(Entries from a dataset)

┌────────

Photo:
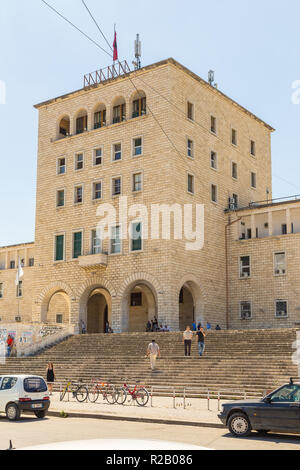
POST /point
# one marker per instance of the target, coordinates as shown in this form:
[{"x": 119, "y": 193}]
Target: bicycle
[
  {"x": 79, "y": 391},
  {"x": 108, "y": 391},
  {"x": 139, "y": 394}
]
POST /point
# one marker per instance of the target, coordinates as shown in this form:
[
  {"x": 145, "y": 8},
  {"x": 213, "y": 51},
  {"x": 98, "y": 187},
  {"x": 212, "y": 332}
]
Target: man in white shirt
[
  {"x": 187, "y": 341},
  {"x": 153, "y": 351}
]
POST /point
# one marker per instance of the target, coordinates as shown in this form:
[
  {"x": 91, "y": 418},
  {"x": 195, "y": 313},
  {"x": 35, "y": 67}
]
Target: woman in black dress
[{"x": 50, "y": 376}]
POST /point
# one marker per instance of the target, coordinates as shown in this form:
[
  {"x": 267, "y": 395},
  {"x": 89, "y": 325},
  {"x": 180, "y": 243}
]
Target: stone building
[{"x": 159, "y": 136}]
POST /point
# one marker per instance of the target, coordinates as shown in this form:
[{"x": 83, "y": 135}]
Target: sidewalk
[{"x": 195, "y": 414}]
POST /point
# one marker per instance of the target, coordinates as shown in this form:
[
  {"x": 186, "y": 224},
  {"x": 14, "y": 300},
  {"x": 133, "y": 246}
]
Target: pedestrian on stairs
[
  {"x": 50, "y": 376},
  {"x": 154, "y": 352}
]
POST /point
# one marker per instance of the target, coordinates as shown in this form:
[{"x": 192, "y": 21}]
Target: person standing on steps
[
  {"x": 50, "y": 376},
  {"x": 201, "y": 341},
  {"x": 154, "y": 352},
  {"x": 187, "y": 341}
]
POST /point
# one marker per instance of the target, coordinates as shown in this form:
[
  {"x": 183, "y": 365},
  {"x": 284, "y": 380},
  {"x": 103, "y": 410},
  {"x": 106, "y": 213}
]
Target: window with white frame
[
  {"x": 245, "y": 267},
  {"x": 97, "y": 191},
  {"x": 61, "y": 166},
  {"x": 117, "y": 152},
  {"x": 96, "y": 242},
  {"x": 78, "y": 194},
  {"x": 137, "y": 145},
  {"x": 115, "y": 240},
  {"x": 245, "y": 310},
  {"x": 191, "y": 184},
  {"x": 98, "y": 155},
  {"x": 136, "y": 236},
  {"x": 137, "y": 182},
  {"x": 213, "y": 160},
  {"x": 79, "y": 161},
  {"x": 281, "y": 308},
  {"x": 116, "y": 186},
  {"x": 190, "y": 148},
  {"x": 279, "y": 264}
]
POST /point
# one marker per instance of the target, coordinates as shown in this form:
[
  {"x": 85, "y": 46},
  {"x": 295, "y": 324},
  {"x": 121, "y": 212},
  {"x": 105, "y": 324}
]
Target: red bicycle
[{"x": 139, "y": 394}]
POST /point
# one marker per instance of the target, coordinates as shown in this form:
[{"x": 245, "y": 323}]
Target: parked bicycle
[
  {"x": 106, "y": 389},
  {"x": 138, "y": 393},
  {"x": 78, "y": 391}
]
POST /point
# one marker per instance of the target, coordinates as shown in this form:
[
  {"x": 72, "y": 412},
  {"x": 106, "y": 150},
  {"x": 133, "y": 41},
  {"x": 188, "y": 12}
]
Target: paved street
[{"x": 31, "y": 431}]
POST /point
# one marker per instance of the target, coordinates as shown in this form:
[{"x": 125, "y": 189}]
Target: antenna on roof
[{"x": 138, "y": 53}]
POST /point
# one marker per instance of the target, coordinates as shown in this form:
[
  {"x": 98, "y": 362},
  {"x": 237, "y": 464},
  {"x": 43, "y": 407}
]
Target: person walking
[
  {"x": 154, "y": 352},
  {"x": 187, "y": 341},
  {"x": 10, "y": 345},
  {"x": 50, "y": 376},
  {"x": 201, "y": 341}
]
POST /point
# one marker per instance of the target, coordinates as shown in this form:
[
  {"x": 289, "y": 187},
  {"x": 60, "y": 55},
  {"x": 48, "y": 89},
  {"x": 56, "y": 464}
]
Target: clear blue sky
[{"x": 253, "y": 45}]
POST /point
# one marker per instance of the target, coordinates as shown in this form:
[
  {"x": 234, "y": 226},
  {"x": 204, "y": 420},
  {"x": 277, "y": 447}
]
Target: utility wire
[{"x": 74, "y": 26}]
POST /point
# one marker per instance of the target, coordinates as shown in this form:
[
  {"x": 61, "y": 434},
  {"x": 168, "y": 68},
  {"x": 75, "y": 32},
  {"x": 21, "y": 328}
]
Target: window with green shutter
[
  {"x": 77, "y": 245},
  {"x": 59, "y": 248}
]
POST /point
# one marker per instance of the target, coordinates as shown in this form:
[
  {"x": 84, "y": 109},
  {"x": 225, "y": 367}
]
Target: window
[
  {"x": 61, "y": 166},
  {"x": 115, "y": 241},
  {"x": 190, "y": 111},
  {"x": 279, "y": 264},
  {"x": 245, "y": 311},
  {"x": 190, "y": 148},
  {"x": 245, "y": 269},
  {"x": 136, "y": 299},
  {"x": 234, "y": 172},
  {"x": 191, "y": 184},
  {"x": 137, "y": 182},
  {"x": 253, "y": 180},
  {"x": 117, "y": 152},
  {"x": 233, "y": 136},
  {"x": 136, "y": 236},
  {"x": 213, "y": 160},
  {"x": 96, "y": 242},
  {"x": 79, "y": 161},
  {"x": 213, "y": 124},
  {"x": 137, "y": 147},
  {"x": 116, "y": 186},
  {"x": 97, "y": 191},
  {"x": 214, "y": 193},
  {"x": 60, "y": 198},
  {"x": 281, "y": 308},
  {"x": 78, "y": 195},
  {"x": 98, "y": 157},
  {"x": 19, "y": 289},
  {"x": 77, "y": 245},
  {"x": 59, "y": 247}
]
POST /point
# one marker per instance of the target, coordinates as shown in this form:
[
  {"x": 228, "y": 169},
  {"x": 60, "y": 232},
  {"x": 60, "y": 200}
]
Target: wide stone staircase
[{"x": 251, "y": 361}]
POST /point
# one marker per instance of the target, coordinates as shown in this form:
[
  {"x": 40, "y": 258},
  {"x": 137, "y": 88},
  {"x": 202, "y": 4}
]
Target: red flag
[{"x": 115, "y": 48}]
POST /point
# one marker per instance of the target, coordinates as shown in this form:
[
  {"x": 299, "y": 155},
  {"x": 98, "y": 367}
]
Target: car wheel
[
  {"x": 13, "y": 412},
  {"x": 40, "y": 414},
  {"x": 239, "y": 425}
]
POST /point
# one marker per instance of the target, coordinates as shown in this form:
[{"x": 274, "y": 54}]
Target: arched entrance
[
  {"x": 98, "y": 311},
  {"x": 139, "y": 306}
]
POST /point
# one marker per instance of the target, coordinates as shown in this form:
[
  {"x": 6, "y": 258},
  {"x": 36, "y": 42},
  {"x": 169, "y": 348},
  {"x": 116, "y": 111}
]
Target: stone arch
[
  {"x": 191, "y": 284},
  {"x": 148, "y": 286},
  {"x": 46, "y": 295}
]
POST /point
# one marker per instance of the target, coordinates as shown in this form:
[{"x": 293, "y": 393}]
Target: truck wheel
[
  {"x": 40, "y": 414},
  {"x": 13, "y": 412},
  {"x": 239, "y": 425}
]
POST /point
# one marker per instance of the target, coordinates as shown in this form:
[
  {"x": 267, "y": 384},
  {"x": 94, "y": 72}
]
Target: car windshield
[
  {"x": 288, "y": 393},
  {"x": 35, "y": 385}
]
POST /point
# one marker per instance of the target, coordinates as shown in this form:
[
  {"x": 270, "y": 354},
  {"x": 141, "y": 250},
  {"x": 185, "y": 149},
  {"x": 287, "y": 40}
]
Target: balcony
[{"x": 93, "y": 260}]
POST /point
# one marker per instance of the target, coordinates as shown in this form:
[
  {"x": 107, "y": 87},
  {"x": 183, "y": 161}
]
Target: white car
[{"x": 23, "y": 393}]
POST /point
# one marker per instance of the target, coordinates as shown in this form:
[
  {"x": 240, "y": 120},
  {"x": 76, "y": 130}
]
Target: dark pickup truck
[{"x": 278, "y": 412}]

└────────

Which lines in the listing above contain the word "stone"? Pick out each one and copy it.

Target: stone building
Target: wide stone staircase
Target: stone arch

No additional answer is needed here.